Objective - Quote the data word for word, from its first line through the line holding "xmin=296 ymin=454 xmax=340 ymax=504", both included. Leave the pictures out of your answer.

Dataset rows -

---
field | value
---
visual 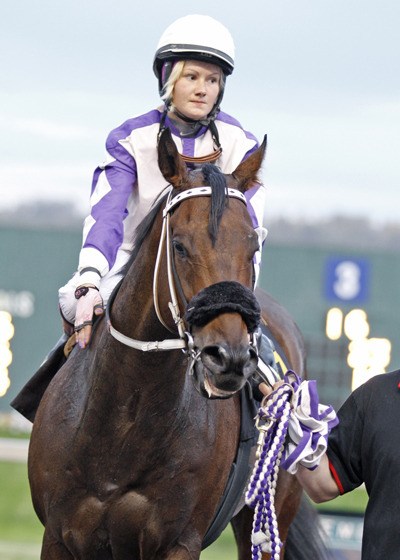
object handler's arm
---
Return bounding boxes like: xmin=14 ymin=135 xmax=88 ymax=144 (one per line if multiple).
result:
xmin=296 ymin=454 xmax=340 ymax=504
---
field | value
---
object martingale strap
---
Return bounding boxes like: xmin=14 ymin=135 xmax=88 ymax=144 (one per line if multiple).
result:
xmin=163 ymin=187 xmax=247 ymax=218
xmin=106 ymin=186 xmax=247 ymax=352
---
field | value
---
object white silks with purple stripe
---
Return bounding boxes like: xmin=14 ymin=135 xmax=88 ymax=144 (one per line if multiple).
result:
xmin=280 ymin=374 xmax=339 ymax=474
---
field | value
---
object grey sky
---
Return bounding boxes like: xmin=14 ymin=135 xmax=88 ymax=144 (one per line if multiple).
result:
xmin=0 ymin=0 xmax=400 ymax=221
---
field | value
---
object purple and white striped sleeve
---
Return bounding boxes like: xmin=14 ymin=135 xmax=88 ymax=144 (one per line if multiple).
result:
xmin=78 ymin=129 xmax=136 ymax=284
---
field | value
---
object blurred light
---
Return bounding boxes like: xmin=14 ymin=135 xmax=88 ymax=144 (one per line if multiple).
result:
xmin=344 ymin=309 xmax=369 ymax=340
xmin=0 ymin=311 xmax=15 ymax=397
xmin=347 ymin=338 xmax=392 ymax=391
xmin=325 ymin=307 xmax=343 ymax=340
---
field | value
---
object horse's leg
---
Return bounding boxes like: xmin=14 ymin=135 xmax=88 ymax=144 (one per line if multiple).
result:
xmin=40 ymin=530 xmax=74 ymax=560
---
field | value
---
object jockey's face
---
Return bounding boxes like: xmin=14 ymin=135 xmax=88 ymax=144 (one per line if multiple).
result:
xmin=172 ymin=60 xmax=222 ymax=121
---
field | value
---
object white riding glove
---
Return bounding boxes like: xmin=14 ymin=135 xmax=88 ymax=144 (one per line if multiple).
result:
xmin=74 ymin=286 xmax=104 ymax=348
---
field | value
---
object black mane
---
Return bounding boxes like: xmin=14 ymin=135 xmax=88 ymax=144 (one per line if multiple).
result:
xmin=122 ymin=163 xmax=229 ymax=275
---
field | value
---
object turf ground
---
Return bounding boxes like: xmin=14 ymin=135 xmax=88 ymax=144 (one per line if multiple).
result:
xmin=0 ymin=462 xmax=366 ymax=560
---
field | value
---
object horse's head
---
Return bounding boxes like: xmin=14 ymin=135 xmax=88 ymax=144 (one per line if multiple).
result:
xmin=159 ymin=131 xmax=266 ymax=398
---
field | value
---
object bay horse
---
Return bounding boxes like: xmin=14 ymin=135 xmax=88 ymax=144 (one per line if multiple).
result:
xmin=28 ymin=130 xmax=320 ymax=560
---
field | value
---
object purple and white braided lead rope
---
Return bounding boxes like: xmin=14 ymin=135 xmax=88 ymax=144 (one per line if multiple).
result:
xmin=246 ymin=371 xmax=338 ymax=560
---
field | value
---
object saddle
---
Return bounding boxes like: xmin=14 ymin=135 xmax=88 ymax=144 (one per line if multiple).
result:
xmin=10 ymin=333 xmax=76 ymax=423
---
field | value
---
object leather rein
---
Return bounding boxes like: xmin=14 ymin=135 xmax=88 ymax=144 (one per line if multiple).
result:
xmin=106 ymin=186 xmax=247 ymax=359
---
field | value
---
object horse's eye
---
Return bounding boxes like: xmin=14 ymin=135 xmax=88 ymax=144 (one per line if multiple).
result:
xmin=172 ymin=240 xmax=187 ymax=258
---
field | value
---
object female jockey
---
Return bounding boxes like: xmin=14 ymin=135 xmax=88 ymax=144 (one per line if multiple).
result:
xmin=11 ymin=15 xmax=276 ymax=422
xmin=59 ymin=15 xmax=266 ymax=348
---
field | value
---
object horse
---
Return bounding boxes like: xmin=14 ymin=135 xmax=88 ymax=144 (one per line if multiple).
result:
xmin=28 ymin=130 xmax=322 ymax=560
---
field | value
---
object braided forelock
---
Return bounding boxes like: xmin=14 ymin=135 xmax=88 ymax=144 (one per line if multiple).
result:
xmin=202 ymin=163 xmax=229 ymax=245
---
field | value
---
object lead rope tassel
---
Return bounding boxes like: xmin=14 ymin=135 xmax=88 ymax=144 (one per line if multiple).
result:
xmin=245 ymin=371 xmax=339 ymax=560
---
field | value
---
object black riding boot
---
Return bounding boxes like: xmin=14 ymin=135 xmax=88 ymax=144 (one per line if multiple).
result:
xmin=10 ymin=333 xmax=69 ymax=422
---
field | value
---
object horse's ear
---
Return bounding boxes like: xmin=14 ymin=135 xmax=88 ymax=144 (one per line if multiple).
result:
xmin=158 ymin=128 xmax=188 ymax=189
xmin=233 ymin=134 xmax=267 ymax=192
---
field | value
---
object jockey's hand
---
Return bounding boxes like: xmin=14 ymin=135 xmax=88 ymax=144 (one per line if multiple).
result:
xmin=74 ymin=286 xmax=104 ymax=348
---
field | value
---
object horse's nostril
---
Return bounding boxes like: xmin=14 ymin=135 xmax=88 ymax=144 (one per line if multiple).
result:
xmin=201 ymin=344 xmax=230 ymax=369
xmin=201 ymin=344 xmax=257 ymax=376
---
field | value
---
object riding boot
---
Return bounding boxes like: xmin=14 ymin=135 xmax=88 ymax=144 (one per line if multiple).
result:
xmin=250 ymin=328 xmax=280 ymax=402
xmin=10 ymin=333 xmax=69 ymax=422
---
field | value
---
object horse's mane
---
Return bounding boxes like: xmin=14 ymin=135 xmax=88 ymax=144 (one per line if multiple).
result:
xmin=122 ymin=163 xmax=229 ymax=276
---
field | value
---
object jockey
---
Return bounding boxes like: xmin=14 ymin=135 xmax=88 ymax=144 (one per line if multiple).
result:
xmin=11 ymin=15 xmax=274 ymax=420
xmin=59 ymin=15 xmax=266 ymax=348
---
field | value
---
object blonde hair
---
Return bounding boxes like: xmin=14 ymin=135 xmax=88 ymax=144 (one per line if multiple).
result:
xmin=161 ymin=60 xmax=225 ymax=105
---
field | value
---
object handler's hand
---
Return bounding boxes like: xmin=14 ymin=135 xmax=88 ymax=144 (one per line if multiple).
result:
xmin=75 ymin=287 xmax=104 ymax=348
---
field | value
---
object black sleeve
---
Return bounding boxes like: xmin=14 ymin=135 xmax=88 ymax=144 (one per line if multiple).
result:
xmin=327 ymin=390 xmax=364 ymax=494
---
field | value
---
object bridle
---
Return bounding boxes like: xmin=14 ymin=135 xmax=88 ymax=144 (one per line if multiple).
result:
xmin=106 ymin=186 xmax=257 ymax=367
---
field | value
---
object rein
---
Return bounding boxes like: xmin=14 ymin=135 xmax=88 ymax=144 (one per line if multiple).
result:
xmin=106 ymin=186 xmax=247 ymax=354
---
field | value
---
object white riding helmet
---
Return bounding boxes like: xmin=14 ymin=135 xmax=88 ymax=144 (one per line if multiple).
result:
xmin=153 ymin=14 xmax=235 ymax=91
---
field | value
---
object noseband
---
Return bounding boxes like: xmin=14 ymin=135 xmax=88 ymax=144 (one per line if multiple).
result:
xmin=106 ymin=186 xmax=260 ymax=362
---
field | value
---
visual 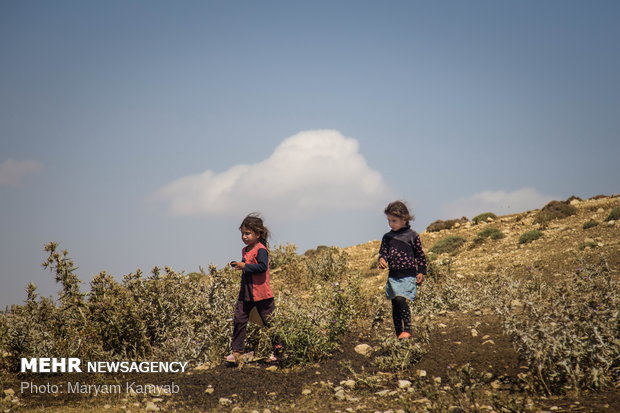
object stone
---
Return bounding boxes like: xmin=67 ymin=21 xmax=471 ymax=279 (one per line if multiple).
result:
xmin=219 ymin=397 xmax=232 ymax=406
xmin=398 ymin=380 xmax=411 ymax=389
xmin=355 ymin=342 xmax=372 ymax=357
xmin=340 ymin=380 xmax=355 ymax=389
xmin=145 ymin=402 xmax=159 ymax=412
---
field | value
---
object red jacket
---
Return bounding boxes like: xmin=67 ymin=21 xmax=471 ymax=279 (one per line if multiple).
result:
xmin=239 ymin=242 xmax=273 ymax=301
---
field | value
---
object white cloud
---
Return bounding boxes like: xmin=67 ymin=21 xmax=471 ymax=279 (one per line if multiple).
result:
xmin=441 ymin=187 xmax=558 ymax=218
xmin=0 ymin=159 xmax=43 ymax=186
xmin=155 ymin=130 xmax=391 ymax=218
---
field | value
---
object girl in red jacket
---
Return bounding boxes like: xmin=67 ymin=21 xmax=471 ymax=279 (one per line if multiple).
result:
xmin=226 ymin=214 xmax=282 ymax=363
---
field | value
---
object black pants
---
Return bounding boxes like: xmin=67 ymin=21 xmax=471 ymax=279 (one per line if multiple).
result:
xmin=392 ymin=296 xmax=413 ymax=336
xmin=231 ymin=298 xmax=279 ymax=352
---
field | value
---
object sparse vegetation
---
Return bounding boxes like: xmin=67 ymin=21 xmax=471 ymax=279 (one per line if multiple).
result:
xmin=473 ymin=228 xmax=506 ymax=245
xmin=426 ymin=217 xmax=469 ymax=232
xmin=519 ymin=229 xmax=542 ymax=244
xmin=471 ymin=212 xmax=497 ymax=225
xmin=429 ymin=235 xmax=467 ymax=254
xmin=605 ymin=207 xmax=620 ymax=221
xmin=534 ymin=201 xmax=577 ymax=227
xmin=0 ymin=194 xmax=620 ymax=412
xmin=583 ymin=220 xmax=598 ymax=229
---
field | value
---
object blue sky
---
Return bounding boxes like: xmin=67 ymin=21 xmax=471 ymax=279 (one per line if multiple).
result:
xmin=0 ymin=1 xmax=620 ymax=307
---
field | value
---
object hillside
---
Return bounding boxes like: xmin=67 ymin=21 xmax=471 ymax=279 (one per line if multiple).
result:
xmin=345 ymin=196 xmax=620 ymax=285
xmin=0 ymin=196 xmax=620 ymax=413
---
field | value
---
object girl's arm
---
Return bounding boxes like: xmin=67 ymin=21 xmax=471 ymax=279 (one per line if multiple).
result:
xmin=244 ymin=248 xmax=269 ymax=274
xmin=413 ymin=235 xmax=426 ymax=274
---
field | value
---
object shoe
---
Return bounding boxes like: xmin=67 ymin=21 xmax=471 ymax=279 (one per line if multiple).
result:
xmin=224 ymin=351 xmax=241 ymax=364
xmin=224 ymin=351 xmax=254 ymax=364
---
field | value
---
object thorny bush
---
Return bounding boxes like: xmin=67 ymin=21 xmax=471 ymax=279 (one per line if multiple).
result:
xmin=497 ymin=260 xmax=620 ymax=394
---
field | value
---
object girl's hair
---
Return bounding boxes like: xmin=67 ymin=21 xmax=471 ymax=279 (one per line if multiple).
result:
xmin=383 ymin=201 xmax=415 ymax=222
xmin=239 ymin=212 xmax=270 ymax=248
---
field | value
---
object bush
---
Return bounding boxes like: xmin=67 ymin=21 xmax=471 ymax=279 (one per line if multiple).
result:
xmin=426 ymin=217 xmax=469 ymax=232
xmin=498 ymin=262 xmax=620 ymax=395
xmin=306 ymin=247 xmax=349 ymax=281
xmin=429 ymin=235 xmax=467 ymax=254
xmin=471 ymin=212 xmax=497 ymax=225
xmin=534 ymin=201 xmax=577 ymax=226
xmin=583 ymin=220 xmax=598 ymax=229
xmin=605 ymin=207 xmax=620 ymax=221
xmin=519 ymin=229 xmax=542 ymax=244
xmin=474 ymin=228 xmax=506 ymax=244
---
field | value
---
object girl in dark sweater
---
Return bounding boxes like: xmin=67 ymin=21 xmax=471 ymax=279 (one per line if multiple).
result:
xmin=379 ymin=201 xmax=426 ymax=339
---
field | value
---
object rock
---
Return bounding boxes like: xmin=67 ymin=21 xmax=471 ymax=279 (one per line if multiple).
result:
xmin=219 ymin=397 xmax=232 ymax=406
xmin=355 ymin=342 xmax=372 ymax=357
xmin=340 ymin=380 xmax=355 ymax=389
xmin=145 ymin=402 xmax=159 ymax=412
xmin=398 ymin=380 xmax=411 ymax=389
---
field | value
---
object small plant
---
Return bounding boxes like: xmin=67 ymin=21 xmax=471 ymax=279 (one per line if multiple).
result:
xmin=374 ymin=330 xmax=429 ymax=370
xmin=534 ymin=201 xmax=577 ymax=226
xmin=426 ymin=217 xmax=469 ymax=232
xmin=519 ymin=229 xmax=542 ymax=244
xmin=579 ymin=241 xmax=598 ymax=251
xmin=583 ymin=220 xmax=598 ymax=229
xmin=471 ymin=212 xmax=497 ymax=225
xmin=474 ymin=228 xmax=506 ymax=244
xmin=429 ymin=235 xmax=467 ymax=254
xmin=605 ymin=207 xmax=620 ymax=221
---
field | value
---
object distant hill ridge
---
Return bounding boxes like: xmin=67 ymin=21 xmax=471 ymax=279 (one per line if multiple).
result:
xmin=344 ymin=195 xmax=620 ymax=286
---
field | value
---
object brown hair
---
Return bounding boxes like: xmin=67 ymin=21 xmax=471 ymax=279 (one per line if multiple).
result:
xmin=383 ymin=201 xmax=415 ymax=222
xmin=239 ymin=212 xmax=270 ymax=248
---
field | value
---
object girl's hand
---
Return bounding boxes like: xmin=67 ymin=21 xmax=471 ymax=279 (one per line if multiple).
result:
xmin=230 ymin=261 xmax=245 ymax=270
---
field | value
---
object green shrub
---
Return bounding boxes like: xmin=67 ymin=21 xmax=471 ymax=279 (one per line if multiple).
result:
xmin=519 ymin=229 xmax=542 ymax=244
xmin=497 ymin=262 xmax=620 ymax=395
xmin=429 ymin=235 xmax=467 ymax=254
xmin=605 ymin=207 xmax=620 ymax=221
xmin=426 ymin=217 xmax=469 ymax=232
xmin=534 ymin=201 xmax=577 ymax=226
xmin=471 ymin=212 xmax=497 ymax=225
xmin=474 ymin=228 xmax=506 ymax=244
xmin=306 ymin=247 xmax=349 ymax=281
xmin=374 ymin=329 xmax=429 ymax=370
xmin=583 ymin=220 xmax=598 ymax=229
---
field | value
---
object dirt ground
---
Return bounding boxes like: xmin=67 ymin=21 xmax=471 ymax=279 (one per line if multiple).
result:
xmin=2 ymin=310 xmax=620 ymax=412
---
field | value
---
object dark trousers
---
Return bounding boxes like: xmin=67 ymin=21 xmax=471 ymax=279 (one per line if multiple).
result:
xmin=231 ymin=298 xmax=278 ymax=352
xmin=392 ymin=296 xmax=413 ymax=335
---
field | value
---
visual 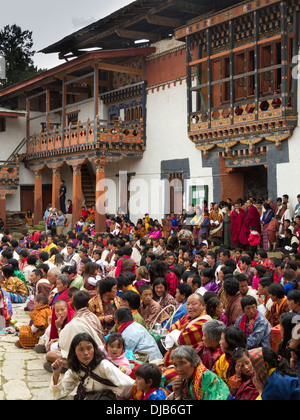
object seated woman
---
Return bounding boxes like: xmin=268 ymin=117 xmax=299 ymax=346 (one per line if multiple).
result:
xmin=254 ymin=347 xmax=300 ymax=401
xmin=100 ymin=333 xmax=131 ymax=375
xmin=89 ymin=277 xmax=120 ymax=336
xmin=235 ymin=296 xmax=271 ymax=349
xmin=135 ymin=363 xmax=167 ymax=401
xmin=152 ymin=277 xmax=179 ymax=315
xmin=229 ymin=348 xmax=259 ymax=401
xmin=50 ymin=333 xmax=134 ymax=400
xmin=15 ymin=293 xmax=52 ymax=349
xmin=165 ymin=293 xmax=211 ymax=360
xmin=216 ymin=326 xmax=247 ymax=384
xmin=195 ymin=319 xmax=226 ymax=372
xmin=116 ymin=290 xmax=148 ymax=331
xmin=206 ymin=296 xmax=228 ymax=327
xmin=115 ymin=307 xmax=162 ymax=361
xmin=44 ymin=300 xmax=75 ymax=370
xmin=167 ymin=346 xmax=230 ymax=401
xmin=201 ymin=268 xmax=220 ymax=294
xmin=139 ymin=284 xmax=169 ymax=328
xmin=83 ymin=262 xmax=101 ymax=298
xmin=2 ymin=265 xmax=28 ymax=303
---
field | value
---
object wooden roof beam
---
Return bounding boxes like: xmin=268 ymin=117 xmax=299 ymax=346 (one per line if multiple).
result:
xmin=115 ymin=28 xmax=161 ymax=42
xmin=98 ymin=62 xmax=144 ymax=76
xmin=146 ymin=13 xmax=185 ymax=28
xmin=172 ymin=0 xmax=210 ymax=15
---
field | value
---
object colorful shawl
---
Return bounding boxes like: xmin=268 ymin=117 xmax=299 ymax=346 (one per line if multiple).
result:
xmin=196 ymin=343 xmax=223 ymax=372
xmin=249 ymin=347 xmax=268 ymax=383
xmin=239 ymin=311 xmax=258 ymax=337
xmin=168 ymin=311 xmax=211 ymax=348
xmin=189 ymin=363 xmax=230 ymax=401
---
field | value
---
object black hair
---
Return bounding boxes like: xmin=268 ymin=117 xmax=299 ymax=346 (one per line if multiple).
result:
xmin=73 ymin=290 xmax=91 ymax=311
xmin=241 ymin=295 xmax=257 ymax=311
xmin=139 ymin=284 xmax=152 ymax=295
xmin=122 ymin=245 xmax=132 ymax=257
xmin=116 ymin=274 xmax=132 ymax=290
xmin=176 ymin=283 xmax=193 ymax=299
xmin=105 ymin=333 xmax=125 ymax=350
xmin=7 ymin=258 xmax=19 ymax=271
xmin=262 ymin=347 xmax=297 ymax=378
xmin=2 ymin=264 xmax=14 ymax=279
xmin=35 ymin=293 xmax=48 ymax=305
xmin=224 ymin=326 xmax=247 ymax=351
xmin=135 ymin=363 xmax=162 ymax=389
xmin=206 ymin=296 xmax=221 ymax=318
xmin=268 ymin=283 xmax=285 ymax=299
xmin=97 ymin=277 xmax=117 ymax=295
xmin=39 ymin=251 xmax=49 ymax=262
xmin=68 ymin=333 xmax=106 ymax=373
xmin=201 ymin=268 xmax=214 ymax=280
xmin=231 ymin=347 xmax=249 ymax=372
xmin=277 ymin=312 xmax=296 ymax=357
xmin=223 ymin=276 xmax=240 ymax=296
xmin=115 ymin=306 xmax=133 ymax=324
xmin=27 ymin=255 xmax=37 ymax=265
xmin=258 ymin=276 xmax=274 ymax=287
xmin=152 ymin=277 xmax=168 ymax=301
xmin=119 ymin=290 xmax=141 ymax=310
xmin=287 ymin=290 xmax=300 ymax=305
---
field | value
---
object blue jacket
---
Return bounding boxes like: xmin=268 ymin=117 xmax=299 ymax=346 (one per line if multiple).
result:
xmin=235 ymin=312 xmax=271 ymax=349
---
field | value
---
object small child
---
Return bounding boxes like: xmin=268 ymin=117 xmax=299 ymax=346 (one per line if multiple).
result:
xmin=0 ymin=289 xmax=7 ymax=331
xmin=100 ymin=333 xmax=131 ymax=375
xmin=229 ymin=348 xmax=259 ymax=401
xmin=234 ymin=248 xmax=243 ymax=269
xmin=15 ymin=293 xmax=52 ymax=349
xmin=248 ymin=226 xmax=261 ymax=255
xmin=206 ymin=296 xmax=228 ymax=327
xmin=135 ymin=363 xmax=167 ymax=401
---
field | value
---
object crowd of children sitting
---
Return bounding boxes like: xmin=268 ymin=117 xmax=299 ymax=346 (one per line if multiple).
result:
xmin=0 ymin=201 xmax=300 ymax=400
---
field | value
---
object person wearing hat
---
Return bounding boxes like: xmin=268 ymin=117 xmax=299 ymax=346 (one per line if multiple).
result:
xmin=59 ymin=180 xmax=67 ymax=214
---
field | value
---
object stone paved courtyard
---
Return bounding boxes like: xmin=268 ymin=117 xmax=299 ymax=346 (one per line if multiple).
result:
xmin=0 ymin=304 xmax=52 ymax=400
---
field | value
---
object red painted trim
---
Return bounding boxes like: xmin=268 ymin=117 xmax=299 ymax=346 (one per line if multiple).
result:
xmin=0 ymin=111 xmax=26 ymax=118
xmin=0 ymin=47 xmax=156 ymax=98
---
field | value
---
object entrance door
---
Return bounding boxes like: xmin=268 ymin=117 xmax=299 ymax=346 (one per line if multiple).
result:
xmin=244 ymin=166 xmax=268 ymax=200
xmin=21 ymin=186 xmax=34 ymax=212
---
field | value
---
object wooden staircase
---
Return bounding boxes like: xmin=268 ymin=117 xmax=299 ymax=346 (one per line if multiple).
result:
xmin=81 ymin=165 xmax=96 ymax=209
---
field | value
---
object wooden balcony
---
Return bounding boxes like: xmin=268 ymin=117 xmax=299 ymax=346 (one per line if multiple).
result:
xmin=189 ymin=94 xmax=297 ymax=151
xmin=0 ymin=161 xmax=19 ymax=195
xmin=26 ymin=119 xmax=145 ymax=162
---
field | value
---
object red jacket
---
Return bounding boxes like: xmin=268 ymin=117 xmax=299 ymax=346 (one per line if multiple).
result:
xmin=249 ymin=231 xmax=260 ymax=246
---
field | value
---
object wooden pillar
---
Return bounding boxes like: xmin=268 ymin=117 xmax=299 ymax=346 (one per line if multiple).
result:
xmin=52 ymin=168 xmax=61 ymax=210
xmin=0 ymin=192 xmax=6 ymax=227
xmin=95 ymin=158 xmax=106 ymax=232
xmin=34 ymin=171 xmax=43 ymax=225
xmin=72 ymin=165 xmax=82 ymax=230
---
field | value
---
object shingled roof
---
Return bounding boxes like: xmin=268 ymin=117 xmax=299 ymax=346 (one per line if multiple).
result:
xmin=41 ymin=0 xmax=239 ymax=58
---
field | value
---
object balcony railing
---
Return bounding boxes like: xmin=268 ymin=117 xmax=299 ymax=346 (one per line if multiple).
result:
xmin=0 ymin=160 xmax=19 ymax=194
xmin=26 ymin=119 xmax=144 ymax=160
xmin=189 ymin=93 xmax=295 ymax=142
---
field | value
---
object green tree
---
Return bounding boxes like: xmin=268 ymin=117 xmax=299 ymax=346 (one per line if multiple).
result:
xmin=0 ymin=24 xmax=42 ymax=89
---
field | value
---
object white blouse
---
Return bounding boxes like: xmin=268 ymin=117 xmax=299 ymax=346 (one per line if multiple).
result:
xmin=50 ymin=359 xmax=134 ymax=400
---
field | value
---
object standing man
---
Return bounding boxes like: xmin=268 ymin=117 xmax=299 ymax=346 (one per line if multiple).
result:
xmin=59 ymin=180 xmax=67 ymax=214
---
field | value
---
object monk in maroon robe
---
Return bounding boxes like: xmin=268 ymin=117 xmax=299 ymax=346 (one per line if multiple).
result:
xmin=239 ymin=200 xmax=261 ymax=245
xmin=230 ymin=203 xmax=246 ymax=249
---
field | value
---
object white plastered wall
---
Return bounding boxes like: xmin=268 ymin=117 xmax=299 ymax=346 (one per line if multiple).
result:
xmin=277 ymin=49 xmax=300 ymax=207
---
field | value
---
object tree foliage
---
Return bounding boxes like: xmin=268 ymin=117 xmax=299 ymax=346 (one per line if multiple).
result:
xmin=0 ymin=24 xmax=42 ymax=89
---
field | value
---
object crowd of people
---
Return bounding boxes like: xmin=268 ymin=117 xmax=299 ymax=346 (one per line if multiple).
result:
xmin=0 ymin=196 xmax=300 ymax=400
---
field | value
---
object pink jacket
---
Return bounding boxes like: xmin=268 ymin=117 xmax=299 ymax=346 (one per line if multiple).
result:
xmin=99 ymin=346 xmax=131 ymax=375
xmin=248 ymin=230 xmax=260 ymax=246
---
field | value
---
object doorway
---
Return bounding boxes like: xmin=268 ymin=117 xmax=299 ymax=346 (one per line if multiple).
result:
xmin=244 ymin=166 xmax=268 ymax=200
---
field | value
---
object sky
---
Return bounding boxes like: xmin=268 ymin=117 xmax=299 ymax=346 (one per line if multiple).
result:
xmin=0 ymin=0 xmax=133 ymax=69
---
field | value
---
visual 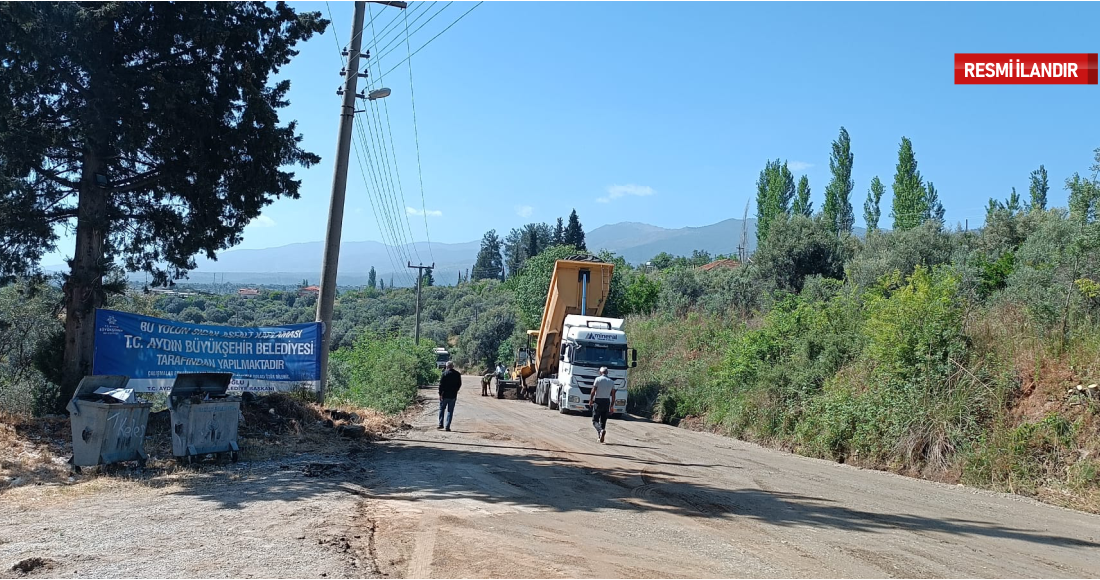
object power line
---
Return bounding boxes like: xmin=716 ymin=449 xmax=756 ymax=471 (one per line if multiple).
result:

Complete response -
---
field | value
---
visual 
object handler's arm
---
Return bounding boxes like: xmin=14 ymin=135 xmax=88 ymax=144 (one per line if multiple).
result:
xmin=296 ymin=454 xmax=340 ymax=504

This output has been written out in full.